Rescale the stretch of entries that opens with the line containing "Field inspection record: dark" and runs through the end of the entries, copying every line, requests included, but multiplying each bounding box coordinate in the answers by 0.3 and rounding to a whole number with halves rounded up. Give only those lines.

----- The records -----

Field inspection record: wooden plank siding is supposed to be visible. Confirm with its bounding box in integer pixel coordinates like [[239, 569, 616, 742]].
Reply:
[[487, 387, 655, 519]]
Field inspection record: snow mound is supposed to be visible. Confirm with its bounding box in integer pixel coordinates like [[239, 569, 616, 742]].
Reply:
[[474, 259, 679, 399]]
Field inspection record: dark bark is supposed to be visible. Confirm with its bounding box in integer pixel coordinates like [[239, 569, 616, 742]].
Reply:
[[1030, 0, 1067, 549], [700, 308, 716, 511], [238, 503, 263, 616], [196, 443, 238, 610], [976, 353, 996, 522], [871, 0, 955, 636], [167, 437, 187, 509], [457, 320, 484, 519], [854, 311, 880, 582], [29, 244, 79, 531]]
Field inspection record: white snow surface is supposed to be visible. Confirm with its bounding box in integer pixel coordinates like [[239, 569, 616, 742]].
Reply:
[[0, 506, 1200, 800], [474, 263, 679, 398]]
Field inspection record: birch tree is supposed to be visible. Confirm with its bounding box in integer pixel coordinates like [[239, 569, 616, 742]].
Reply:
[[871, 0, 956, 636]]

-----

§ **Response**
Field inspection record: dark bark is supposed to be visible. Confirm with its bounding box in integer pixel coordinates like [[239, 569, 616, 742]].
Reply:
[[309, 0, 320, 165], [210, 92, 215, 153], [71, 151, 79, 185], [59, 133, 71, 183], [293, 106, 299, 157], [261, 0, 287, 191], [50, 131, 56, 153], [137, 96, 145, 156], [256, 93, 264, 175], [9, 73, 24, 159]]
Field inspection record: white snow surface is supposed to be visible. Confirm with its bounding box in integer pixel coordinates like [[239, 569, 616, 742]].
Reply:
[[0, 152, 360, 240], [142, 79, 204, 119]]
Field inspection record: birch tree is supposed to be visible. Confirm with its bounding box in integer pixel coordinates like [[239, 569, 616, 742]].
Reply:
[[261, 0, 287, 191]]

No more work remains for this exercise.